- _Work instructions_
Keep to the lines from the one with "Target: headlight" through the end of the data, and write them out exactly.

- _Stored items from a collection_
= Beginning of Section =

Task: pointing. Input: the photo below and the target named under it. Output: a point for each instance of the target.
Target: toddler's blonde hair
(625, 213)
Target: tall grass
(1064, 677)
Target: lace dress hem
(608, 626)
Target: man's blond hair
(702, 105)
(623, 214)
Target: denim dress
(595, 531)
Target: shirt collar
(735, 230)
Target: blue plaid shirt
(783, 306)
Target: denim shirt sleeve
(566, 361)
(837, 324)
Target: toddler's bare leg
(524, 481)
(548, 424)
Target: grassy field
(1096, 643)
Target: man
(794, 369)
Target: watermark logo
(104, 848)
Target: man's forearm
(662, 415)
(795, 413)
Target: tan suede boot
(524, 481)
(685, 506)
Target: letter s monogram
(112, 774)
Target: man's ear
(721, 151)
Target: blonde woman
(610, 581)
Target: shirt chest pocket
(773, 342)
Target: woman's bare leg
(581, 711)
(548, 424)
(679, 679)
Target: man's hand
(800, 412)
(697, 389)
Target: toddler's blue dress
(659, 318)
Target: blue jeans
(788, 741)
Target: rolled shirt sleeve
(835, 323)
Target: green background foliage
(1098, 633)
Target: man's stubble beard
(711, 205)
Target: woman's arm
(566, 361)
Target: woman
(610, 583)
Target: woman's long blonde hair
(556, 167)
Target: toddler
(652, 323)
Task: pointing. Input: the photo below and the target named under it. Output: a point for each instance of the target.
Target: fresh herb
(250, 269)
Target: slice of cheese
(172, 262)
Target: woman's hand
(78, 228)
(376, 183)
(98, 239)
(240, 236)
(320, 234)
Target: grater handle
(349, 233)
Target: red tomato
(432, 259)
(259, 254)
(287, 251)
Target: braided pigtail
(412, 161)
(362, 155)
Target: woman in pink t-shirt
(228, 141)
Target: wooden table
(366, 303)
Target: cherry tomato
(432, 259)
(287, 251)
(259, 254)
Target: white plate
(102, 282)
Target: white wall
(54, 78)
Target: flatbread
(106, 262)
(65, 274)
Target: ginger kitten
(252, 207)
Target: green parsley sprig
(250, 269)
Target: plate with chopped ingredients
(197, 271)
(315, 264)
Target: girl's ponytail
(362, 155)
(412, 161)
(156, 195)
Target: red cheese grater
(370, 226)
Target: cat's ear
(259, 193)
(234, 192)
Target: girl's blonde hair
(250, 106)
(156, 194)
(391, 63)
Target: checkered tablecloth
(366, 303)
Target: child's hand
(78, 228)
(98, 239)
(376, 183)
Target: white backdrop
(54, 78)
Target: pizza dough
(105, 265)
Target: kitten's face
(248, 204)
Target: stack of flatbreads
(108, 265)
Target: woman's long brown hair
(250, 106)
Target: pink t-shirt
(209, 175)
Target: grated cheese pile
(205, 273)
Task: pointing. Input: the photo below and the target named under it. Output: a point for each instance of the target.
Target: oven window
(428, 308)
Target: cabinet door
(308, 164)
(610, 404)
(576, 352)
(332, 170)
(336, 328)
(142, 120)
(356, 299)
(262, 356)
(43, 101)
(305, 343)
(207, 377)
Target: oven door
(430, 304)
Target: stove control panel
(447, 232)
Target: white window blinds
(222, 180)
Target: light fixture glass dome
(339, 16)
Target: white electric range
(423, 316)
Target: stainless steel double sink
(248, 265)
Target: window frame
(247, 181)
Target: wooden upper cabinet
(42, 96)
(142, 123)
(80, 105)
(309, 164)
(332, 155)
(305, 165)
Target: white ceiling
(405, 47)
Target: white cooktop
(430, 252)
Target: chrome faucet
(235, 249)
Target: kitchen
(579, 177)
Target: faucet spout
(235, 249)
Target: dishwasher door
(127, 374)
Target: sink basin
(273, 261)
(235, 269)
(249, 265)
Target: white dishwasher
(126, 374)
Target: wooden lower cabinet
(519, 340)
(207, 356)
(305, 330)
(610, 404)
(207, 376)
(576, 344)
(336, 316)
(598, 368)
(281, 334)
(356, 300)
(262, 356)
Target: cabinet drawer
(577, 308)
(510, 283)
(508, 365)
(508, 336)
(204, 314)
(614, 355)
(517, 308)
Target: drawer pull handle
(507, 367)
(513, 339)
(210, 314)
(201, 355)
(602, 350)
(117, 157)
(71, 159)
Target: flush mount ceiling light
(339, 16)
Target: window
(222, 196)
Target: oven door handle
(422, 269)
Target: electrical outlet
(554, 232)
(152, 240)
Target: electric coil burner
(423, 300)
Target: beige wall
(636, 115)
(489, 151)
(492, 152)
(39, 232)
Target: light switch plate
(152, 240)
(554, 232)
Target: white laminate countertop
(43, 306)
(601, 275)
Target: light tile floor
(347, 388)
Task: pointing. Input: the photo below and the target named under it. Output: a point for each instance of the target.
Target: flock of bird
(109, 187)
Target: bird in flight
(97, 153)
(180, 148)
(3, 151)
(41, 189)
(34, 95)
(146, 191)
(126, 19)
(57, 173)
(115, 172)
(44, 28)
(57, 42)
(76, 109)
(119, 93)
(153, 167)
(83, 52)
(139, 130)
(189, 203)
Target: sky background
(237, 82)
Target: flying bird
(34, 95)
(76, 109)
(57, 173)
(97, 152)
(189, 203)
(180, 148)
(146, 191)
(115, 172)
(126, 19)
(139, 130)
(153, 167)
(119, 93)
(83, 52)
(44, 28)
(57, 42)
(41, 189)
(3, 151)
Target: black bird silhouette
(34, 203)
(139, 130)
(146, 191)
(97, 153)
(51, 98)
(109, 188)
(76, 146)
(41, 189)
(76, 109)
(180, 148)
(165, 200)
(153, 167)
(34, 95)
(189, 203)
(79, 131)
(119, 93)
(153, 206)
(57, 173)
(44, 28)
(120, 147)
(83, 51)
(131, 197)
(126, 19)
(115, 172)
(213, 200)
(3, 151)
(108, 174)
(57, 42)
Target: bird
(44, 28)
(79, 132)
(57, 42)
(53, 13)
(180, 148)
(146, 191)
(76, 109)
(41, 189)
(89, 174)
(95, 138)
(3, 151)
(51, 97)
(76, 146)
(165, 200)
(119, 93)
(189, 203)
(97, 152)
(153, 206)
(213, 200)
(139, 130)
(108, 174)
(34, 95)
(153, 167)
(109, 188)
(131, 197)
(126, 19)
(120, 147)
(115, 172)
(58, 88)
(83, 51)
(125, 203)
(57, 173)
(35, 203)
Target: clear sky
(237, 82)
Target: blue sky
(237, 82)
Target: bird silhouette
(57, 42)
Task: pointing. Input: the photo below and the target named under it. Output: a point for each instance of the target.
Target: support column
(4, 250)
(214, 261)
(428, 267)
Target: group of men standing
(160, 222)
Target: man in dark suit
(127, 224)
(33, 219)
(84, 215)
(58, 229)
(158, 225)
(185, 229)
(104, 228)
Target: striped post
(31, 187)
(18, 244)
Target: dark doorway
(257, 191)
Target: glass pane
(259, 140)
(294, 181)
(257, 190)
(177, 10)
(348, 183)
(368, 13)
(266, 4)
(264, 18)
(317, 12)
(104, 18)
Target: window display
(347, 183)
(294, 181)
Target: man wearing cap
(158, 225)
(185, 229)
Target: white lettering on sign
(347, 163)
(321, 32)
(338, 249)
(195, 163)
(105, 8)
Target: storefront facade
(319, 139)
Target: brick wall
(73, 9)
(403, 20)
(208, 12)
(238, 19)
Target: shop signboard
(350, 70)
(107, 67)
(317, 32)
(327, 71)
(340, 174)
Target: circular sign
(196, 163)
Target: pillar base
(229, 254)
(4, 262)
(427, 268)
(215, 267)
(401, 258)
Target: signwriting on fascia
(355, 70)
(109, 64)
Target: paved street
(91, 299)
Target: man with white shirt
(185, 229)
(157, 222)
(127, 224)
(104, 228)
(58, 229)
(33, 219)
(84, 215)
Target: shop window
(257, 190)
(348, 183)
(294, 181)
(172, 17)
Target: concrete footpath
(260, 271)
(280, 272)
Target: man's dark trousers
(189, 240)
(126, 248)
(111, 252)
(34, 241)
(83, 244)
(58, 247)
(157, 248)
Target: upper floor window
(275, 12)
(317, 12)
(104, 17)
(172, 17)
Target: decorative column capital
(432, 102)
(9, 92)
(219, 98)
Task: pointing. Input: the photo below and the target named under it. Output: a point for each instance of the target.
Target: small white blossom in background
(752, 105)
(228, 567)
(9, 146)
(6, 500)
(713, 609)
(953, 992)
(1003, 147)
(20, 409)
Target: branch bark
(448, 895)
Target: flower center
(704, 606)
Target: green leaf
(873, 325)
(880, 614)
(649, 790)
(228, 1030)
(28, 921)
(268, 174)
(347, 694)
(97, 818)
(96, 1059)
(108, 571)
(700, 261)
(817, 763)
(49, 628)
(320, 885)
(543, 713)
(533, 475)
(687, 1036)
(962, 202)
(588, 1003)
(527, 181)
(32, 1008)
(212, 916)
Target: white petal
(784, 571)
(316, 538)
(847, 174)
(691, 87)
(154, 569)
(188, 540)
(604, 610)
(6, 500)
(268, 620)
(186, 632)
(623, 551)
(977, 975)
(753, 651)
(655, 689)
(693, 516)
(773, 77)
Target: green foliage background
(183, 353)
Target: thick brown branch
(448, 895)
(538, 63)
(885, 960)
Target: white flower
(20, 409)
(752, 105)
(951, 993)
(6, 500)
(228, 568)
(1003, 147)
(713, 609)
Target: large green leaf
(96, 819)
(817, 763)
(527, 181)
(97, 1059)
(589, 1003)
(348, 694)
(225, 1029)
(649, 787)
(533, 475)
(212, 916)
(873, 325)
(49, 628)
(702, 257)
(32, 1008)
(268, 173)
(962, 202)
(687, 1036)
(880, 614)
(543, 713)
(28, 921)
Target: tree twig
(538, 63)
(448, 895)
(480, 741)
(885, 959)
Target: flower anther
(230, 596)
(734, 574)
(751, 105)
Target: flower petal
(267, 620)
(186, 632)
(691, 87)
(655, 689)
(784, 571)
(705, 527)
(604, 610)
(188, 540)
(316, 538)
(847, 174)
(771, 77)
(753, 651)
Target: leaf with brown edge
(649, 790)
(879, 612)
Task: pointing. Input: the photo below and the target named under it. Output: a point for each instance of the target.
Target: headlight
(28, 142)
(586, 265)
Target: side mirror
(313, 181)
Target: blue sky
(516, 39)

= End of Section =

- _Result for this exercise_
Target: headlight
(28, 142)
(586, 265)
Target: side mirror
(313, 181)
Target: blue sky
(516, 39)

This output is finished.